* [GECITEERDE TEKST]

▼

Honden dan, die vind ik dus best leuk. Trouw, aaibaar, lief en je kunt ze goed leren luisteren. Maar een hond is een half kind: Heel Veel Werk. Voordat je de kinderen in de regen naar kinderdagverblijf of school brengt, moet je al met dat beest de hort op. En in de avond net zo, precies als je Netflix-stoned richting je bed wilt zwalken om lekker onder de dekens te kruipen. Plus: als je werkt, heb je een uitlaatdienst nodig en moet hij de rest van de dag achter de geraniums zitten. Ga je op vakantie, wat met kleine kinderen al een missie op zich is, zit je ook nog met Fikkie of Brutus. Moet ‘ie mee, dan komt er nog een eis bij voor je bestemming. Gaat ‘ie uit logeren, dan kun je de portemonnee verder opentrekken dan je voor die vakantie an sich al deed. Is ‘ie ziek, dan kost de dierenarts je vervolgens je aankomende wintersport.

Net een baby

Hamsters, muizen, konijnen, vissen, kanaries: die vallen voor mij in de categorie Totaal Nutteloze Gezelschapsdieren. Je moet er van alles voor doen om ze kwaliteit van leven te geven, maar ze leveren jou weinig op. Eigenlijk net als baby’s, maar die zijn me toch altijd heel dierbaar geweest. Ik heb drie kinderen, daar hoeven geen dieren meer bij om mijn leven completer te maken. Noem me lui, ik heb daar echt nul zin in. Een huisdier staat voor mij gelijk aan gedoe en extra zorgen. Jammer voor mijn kinderen natuurlijk, want misschien willen zij straks wél een huisdier. Schijnt ook hartstikke goed voor ze te zijn trouwens: het zorgen voor een huisdier blijkt ze verantwoordelijkheidsgevoel te geven, empathischer te maken en meer zelfvertrouwen te geven. Bovendien: het aaien van een dier brengt de stress in je lijf omlaag, dat is wetenschappelijk aangetoond.

▲

* [OPDRACHT A] Kopieer letterlijk het gedeelte van de tekst over huisdieren dat begint bij "Hamsters, muizen, konijnen, vissen, kanaries: die" en eindigt bij "is wetenschappelijk aangetoond.".

* [GEGEVENSRECORDS]
▼

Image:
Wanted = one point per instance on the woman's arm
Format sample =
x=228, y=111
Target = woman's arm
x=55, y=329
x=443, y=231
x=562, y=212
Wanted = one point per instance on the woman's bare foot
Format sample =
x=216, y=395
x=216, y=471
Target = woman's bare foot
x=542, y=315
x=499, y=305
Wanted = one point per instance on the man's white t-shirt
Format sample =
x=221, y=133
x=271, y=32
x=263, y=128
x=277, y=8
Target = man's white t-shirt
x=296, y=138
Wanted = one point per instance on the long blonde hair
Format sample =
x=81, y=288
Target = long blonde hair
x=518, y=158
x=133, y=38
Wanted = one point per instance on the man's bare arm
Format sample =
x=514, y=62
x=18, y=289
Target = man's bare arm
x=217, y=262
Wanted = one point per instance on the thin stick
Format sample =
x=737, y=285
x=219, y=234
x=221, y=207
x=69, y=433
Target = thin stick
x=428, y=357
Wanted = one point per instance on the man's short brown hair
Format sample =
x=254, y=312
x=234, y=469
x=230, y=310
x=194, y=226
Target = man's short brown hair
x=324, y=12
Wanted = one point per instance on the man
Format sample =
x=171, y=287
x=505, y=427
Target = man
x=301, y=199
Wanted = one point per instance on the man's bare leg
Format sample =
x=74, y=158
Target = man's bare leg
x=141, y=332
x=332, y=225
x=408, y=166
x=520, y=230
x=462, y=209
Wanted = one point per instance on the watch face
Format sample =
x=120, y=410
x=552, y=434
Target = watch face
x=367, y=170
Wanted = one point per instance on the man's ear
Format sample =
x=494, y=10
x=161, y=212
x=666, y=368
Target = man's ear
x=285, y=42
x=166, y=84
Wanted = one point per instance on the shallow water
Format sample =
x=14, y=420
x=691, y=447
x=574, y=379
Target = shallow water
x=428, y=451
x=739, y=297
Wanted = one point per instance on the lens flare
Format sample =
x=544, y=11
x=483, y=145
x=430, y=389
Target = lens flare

▲

* [OPDRACHT B] Noteer uit de records letterlijk en uitsluitend de regels die beginnen bij de regel met "Wanted = one point per instance on the man's bare arm" en eindigen bij de regel met "x=462, y=209", beide inbegrepen.

* [UITGEWERKTE OPLOSSING A]
Hamsters, muizen, konijnen, vissen, kanaries: die vallen voor mij in de categorie Totaal Nutteloze Gezelschapsdieren. Je moet er van alles voor doen om ze kwaliteit van leven te geven, maar ze leveren jou weinig op. Eigenlijk net als baby’s, maar die zijn me toch altijd heel dierbaar geweest. Ik heb drie kinderen, daar hoeven geen dieren meer bij om mijn leven completer te maken. Noem me lui, ik heb daar echt nul zin in. Een huisdier staat voor mij gelijk aan gedoe en extra zorgen. Jammer voor mijn kinderen natuurlijk, want misschien willen zij straks wél een huisdier. Schijnt ook hartstikke goed voor ze te zijn trouwens: het zorgen voor een huisdier blijkt ze verantwoordelijkheidsgevoel te geven, empathischer te maken en meer zelfvertrouwen te geven. Bovendien: het aaien van een dier brengt de stress in je lijf omlaag, dat is wetenschappelijk aangetoond.

* [UITGEWERKTE OPLOSSING B]
Wanted = one point per instance on the man's bare arm
Format sample =
x=514, y=62
x=18, y=289
Target = man's bare arm
x=217, y=262
Wanted = one point per instance on the thin stick
Format sample =
x=737, y=285
x=219, y=234
x=221, y=207
x=69, y=433
Target = thin stick
x=428, y=357
Wanted = one point per instance on the man's short brown hair
Format sample =
x=254, y=312
x=234, y=469
x=230, y=310
x=194, y=226
Target = man's short brown hair
x=324, y=12
Wanted = one point per instance on the man
Format sample =
x=171, y=287
x=505, y=427
Target = man
x=301, y=199
Wanted = one point per instance on the man's bare leg
Format sample =
x=74, y=158
Target = man's bare leg
x=141, y=332
x=332, y=225
x=408, y=166
x=520, y=230
x=462, y=209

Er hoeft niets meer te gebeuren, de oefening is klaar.